**PROBLEM DETAILS:**
Extract each line of the material that contains the string "concrete", matching case-sensitively.

[Bounding box annotation entries]
◇ ◇ ◇

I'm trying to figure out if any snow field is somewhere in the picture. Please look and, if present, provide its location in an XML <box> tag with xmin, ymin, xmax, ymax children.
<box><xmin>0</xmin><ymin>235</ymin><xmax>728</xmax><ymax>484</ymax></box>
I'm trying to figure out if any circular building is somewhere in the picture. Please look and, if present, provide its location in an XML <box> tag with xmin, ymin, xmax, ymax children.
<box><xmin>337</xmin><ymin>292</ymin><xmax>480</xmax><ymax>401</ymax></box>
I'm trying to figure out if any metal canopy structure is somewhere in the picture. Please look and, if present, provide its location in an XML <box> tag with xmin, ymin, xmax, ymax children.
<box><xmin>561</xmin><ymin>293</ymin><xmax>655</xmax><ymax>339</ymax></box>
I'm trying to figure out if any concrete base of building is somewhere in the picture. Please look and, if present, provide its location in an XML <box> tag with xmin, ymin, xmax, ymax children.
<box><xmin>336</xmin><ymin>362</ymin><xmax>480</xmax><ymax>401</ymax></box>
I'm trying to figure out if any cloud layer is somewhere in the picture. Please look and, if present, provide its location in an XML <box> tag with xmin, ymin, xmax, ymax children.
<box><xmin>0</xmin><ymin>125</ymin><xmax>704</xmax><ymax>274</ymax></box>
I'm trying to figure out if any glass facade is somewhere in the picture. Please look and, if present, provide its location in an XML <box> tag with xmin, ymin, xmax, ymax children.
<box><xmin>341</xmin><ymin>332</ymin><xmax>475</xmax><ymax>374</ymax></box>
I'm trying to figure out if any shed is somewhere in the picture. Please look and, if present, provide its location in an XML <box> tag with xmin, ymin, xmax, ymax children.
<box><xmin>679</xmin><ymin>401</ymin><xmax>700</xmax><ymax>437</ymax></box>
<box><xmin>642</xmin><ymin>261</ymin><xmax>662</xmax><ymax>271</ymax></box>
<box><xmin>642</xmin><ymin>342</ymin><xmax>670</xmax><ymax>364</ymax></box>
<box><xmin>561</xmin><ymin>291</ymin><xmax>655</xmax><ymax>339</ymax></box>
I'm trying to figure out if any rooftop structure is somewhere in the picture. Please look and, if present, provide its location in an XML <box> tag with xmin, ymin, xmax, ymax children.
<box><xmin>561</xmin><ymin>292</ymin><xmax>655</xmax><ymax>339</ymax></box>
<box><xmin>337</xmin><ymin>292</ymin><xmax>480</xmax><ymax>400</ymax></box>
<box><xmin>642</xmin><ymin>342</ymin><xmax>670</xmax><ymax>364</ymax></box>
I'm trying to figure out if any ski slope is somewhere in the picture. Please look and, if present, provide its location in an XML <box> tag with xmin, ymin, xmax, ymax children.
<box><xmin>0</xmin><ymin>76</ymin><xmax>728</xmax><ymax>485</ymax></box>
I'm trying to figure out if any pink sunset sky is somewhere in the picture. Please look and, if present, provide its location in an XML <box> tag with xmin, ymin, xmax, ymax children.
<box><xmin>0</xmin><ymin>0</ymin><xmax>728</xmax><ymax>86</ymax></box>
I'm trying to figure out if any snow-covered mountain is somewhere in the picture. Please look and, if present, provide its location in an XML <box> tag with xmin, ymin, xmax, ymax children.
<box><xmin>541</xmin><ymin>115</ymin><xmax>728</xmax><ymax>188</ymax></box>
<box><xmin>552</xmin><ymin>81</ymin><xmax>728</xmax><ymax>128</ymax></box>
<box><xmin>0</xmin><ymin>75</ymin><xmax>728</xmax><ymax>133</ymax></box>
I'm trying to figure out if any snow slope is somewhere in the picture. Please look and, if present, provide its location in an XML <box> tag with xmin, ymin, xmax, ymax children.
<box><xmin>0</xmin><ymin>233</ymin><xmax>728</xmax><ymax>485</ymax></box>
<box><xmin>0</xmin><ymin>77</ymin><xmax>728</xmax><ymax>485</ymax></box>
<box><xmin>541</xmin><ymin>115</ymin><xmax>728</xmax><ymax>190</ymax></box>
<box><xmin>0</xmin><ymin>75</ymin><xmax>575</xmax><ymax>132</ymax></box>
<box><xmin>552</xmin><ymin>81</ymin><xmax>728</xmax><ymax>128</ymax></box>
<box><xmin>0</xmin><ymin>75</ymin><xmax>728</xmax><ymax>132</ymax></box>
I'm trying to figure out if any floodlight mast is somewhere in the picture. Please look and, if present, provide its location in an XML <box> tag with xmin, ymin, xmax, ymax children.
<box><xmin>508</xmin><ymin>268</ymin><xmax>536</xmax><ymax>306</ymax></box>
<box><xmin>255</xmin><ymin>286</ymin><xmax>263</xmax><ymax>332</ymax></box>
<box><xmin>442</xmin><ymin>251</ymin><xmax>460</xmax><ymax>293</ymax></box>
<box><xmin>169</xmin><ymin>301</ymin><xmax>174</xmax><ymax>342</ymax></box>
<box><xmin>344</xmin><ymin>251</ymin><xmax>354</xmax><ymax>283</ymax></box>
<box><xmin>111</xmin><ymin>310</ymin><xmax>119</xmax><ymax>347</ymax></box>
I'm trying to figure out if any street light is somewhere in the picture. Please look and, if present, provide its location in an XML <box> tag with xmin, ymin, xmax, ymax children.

◇ ◇ ◇

**REPLY:**
I'm trying to figure out if any concrete base of building is somewhere in the picture. Please look and, if present, provide its location in an XML <box> tag with xmin, ymin, xmax, ymax children.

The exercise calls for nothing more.